## Aufgabe 1
Ordne die Zeilen im Datenteil unten als nummerierte Liste an, beginnend mit der Zeile, die „form [(281, 76)].“ enthält, und endend mit der Zeile, die „[(472, 264)]“ enthält, und lass dabei die Leerzeilen weg.

## Ausgewählter Textauszug
=-=-=-=-=
Unverbrüchlich ist nur die Liebe zur Oma

In Fanny Wobmanns Roman „Am Meer dieses Licht“ sind Nachspüren und Aufbruch zentral

Von Renate Schauer

Es kann gelegentlich eklig sein mit der Großmama. Auch ist sie in manchen Momenten verwirrt. Doch dass sie von ihrer Enkelin in jeder Verfassung geliebt wird, steht außer Frage. Kontrastierend zur hingebungsvollen Begleitung am Krankenbett tritt die Eigenliebe der Ich-Erzählerin Laura ins Rampenlicht. Das eine Leben verlöscht, während das andere erblüht, sich vermehrt. So lässt sich Fanny Wobmanns zweiter Roman Am Meer dieses Licht grob skizzieren.

Kaum sind wir auf dreieinhalb kurzen Seiten der Oma nähergekommen, wechselt der Schauplatz und unser Blick wird auf einen nackten Jüngling gelenkt. Seine Schamhaare sind glatt, was die Protagonistin erstaunt. Um Himmels willen – welchen Spagat mutet uns dieser Roman zu? Zumindest sind die insgesamt 41 Kapitel lobenswert kurz, und die wenigen handelnden Personen leicht zu durchschauen. Für einige Episoden entführt uns die Ich-Erzählerin nach England und ans Meer, ihre Heimat ist jedoch La Chaux-de-Fonds im Hochjura der Schweiz, eine bekannte Uhrenstadt nahe der Grenze zu Frankreich.
=-=-=-=-=
## Aufgabe 2
Fasse den Absatz der Rezension, der mit „Kaum sind wir“ beginnt, kürzer als Stichpunktliste zusammen.
=-=-=-=-=
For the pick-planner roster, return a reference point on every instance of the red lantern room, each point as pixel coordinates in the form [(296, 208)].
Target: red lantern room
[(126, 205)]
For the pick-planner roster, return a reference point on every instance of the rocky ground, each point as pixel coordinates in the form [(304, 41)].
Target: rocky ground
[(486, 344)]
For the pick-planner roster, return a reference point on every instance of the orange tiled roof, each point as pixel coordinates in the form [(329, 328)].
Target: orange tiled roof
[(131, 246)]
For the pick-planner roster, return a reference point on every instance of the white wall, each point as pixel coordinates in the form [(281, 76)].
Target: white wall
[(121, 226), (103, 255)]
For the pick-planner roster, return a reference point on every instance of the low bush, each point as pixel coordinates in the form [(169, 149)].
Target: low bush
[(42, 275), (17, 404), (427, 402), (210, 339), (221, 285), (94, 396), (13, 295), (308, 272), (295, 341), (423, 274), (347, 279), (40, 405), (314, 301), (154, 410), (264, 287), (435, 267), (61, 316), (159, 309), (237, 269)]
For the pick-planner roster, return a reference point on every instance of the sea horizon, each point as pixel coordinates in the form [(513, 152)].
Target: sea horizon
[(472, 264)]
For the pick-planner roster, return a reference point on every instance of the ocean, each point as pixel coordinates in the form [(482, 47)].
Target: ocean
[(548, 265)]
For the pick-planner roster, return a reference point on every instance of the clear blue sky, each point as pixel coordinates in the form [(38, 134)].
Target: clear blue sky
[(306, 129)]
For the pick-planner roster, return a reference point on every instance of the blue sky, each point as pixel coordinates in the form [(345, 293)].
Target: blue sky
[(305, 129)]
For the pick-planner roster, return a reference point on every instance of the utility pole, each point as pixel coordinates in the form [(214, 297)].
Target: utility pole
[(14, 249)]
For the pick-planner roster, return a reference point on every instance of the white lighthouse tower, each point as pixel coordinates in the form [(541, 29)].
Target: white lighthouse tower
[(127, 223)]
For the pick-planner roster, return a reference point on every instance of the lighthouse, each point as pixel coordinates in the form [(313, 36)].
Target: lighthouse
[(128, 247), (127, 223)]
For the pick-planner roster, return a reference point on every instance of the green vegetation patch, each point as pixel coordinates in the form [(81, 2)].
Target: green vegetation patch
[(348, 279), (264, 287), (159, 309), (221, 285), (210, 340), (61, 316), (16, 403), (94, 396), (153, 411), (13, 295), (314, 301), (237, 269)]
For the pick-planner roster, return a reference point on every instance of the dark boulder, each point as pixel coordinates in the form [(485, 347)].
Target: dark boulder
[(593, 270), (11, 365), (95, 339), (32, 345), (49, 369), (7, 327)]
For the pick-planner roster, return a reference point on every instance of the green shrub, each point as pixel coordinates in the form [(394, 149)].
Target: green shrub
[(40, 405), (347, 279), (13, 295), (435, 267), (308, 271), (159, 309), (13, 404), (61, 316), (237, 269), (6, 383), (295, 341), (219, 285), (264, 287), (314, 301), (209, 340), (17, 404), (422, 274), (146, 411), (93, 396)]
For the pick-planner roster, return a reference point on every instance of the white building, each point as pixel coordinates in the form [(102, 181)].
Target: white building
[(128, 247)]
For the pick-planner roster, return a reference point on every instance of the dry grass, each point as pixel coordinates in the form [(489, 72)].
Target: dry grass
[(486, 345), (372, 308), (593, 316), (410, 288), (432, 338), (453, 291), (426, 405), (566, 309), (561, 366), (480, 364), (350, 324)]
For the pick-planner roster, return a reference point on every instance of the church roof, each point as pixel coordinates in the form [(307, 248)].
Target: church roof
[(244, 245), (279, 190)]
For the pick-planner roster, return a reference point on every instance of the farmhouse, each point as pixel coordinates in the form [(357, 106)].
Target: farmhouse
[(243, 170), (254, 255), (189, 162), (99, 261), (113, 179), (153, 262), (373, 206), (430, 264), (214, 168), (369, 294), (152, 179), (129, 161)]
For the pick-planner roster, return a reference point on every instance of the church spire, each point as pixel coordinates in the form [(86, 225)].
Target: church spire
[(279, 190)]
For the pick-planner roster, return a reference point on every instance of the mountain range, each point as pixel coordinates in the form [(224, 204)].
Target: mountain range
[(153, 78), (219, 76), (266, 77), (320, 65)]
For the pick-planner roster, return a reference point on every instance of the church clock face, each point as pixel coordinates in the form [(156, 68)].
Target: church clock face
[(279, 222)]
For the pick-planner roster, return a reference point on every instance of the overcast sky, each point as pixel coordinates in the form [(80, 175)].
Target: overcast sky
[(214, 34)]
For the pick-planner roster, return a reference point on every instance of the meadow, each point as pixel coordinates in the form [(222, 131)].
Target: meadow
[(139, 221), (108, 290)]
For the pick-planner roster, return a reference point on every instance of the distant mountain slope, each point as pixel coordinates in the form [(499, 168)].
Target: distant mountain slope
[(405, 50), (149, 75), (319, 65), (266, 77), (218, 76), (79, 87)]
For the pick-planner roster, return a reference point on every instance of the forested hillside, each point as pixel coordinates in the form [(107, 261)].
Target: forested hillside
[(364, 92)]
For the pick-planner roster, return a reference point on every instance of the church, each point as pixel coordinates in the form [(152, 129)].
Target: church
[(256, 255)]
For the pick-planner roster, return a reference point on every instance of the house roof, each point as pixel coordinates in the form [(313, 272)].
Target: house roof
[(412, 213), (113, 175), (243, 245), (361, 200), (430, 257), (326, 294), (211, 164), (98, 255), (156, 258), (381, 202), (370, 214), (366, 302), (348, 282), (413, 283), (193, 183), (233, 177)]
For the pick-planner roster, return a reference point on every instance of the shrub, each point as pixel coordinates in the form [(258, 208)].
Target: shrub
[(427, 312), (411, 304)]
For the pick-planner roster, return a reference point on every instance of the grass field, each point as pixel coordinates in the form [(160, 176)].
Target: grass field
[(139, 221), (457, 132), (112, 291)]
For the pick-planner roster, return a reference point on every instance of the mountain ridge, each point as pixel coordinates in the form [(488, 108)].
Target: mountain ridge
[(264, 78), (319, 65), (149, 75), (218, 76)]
=-=-=-=-=
## Antwort 1
1. For the pick-planner roster, return a reference point on every instance of the white wall, each point as pixel coordinates in the form [(281, 76)].
2. Target: white wall
3. [(121, 226), (103, 255)]
4. For the pick-planner roster, return a reference point on every instance of the low bush, each point as pixel coordinates in the form [(169, 149)].
5. Target: low bush
6. [(42, 275), (17, 404), (427, 402), (210, 339), (221, 285), (94, 396), (13, 295), (308, 272), (295, 341), (423, 274), (347, 279), (40, 405), (314, 301), (154, 410), (264, 287), (435, 267), (61, 316), (159, 309), (237, 269)]
7. For the pick-planner roster, return a reference point on every instance of the sea horizon, each point as pixel coordinates in the form [(513, 152)].
8. Target: sea horizon
9. [(472, 264)]

## Antwort 2
- Nach dreieinhalb kurzen Seiten über die Oma wechselt der Schauplatz zu einem nackten Jüngling, dessen glatte Schamhaare die Protagonistin erstaunen.
- Der Roman mutet den Lesenden einen großen Spagat zu.
- Die insgesamt 41 Kapitel sind lobenswert kurz, und die wenigen handelnden Personen sind leicht zu durchschauen.
- Einige Episoden spielen in England und am Meer.
- Die Heimat der Ich-Erzählerin ist La Chaux-de-Fonds im Schweizer Hochjura, eine bekannte Uhrenstadt nahe der Grenze zu Frankreich.